Liste des tâches =>
1 – Répondez aux questions suivantes à partir de l'extrait du document :
(a) Où le commandant Romieu instruit-il la « Légion d'Orient » ?
(b) Où nombre de ces hommes retourneront-ils après-guerre ?
(c) Qui écrit la lettre transmise à Paris pour remercier la France ?
2 – Reproduisez fidèlement le passage de l'extrait du document qui commence par les mots « Si ces hommes » et s'achève sur les mots « Afrique du Nord. ».
3 – Énumérez tous les groupes qui, selon l'extrait du document, composent la « Légion d'Orient ».

Extrait du document =>
=======
Si ces hommes se battent sur le terrain, d’autres participent à l’effort avec efficacité en formant  les troupes locales comme le lieutenant Mustapha Issad à l’école des sous-officiers de La Mecque ou le commandant Romieu qui instruit à Chypre la « Légion d’Orient » (Arméniens, Syriens et Chrétiens du Levant et de Cilicie).
Il faut donc saluer l’engagement de ces hommes pour beaucoup issus des unités coloniales, d’origine européenne ou maghrébine, chrétiens, athées ou musulmans mais tous au service de la France. Nombre d’entre eux retourneront après-guerre en Afrique du Nord.
Pour conclure, le meilleur hommage à ces soldats, français, tirailleurs, tabors, fantassins, artilleurs ou spahis, de tous grades, se trouve dans la lettre de l’ambassadeur britannique au Caire Sir Wingate, qui est transmise à Paris pour remercier la France de son appui dans le Hedjaz : « Au colonel Brémond, aux officiers français et musulmans, sous-officiers et hommes de troupe composant le détachement franco-algérien, le plus vibrant hommage doit être rendu (…) Leur efficcacité, leur collaboration amicale et leur bonne volonté ainsi que leur débrouillardise dans la difficulté et dans les conditions de service et de climat les plus pénibles qui soient, ont toujours largement contribué au succès des opérations combinées auxquelles ils ont pris une part très valeureuse et remarquable ».
=======
Matériaux fournis =>
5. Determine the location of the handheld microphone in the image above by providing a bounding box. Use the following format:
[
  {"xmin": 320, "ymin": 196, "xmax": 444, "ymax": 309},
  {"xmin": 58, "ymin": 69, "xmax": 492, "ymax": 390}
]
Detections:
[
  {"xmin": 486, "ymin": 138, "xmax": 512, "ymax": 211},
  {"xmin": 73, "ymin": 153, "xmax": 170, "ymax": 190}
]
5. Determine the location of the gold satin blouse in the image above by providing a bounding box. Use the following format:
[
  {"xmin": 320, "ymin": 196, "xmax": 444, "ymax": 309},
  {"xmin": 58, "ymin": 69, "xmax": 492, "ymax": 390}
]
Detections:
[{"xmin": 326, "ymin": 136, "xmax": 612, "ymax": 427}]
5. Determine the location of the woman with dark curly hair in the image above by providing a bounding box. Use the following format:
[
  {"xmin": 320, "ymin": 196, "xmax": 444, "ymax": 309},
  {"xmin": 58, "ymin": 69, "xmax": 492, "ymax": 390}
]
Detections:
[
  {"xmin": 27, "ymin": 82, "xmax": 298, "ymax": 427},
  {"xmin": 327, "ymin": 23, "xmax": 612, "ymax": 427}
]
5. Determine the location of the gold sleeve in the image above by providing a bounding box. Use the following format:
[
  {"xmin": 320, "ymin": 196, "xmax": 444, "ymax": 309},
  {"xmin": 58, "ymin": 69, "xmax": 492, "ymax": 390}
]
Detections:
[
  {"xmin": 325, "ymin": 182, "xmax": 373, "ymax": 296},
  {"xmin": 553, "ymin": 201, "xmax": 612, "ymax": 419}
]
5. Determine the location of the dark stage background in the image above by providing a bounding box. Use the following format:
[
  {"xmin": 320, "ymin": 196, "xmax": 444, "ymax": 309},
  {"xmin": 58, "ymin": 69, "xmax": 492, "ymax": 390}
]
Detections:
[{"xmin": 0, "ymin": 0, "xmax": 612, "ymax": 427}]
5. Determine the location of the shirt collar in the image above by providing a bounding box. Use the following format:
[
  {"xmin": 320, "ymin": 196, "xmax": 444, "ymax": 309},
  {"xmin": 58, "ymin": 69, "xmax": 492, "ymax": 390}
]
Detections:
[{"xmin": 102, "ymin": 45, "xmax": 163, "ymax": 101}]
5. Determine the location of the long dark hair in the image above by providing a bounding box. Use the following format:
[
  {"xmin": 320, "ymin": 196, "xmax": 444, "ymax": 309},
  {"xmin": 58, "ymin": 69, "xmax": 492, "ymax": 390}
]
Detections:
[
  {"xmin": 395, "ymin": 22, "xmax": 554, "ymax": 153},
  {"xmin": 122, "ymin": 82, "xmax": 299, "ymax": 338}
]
=======
Résultats des tâches =>
1 –
(a) À Chypre.
(b) En Afrique du Nord.
(c) L'ambassadeur britannique au Caire, Sir Wingate.

2 –
Si ces hommes se battent sur le terrain, d’autres participent à l’effort avec efficacité en formant  les troupes locales comme le lieutenant Mustapha Issad à l’école des sous-officiers de La Mecque ou le commandant Romieu qui instruit à Chypre la « Légion d’Orient » (Arméniens, Syriens et Chrétiens du Levant et de Cilicie).
Il faut donc saluer l’engagement de ces hommes pour beaucoup issus des unités coloniales, d’origine européenne ou maghrébine, chrétiens, athées ou musulmans mais tous au service de la France. Nombre d’entre eux retourneront après-guerre en Afrique du Nord.

3 – Arméniens ; Syriens ; Chrétiens du Levant et de Cilicie